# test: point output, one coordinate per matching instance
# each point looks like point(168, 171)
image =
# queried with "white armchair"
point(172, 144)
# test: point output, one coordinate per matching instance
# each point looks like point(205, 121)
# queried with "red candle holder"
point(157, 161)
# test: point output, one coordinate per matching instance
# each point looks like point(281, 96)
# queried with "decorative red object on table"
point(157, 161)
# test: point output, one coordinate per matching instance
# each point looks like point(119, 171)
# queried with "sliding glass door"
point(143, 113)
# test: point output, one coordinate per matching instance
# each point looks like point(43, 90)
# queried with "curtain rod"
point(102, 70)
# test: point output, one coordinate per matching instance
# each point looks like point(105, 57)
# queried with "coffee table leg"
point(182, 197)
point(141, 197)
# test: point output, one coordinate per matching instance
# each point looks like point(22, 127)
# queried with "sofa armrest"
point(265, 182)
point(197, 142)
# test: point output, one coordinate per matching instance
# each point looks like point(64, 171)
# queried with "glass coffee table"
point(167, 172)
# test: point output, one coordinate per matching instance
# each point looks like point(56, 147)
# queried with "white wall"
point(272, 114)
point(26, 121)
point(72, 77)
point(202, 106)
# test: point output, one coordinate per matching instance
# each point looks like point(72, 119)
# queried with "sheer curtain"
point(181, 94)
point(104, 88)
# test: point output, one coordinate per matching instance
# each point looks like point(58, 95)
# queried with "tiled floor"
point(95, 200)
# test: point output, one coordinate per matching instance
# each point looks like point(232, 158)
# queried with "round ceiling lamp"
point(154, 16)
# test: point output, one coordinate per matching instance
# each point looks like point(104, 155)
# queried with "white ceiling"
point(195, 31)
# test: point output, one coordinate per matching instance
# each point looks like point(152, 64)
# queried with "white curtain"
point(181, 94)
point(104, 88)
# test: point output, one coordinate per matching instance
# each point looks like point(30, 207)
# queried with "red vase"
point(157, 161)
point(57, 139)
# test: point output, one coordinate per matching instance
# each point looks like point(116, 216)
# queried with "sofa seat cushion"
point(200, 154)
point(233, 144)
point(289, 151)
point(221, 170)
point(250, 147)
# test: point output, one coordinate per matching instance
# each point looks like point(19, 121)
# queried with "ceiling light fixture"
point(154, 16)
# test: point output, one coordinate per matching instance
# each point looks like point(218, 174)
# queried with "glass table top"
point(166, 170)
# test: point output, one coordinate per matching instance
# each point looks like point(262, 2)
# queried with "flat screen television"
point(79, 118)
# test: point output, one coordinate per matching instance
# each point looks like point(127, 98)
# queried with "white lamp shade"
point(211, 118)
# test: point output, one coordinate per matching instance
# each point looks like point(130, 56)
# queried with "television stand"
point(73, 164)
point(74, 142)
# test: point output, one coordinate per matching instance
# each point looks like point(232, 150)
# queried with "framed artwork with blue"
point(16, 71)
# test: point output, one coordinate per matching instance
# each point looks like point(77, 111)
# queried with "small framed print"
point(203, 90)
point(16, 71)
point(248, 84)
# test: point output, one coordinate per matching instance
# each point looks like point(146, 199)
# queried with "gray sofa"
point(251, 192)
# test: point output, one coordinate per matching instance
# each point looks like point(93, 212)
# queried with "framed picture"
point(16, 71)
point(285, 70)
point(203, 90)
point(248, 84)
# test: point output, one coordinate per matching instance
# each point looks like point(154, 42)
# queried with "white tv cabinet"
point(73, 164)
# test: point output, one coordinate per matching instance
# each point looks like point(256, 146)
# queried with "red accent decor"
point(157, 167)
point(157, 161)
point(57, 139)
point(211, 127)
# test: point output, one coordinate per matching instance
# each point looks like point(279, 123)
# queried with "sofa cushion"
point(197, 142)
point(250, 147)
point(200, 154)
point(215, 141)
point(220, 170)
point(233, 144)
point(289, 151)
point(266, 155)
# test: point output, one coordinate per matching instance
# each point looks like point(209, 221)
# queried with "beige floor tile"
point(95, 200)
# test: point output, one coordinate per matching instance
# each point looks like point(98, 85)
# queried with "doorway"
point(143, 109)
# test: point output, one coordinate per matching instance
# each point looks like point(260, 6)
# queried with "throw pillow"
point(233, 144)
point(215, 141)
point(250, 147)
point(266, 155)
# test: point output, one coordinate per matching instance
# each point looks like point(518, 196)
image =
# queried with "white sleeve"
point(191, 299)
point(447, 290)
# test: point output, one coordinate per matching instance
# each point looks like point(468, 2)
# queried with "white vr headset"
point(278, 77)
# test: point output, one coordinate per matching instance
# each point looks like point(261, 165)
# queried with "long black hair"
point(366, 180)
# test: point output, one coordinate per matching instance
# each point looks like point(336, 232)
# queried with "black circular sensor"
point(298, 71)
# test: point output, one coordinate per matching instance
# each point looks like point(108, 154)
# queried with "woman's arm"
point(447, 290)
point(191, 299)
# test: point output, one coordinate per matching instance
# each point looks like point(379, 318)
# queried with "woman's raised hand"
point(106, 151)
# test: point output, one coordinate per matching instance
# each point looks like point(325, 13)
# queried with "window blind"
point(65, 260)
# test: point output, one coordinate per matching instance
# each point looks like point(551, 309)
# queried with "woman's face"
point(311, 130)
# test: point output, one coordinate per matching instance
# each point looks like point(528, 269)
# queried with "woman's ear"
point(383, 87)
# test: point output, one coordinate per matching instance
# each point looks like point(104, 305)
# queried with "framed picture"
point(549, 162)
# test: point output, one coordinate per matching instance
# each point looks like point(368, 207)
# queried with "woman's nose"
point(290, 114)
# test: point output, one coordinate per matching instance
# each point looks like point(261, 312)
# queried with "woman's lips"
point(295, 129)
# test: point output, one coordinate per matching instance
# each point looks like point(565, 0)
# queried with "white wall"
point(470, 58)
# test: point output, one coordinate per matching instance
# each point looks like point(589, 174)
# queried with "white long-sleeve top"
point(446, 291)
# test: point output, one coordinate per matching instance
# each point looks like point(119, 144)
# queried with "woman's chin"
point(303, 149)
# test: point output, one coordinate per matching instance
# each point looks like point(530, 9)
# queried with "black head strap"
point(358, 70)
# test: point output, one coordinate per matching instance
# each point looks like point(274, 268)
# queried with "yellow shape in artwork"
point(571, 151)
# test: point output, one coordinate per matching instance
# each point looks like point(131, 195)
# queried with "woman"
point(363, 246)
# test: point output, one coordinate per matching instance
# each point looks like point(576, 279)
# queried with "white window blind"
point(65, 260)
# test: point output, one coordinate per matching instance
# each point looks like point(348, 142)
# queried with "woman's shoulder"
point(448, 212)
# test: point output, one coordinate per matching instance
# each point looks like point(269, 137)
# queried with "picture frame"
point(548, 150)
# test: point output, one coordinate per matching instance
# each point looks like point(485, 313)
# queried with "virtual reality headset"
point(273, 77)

§ §

▶ DIRECTIVE: State how many lines of the listing above contain the word "table". Reply with the number alone.

▶ FINAL ANSWER: 4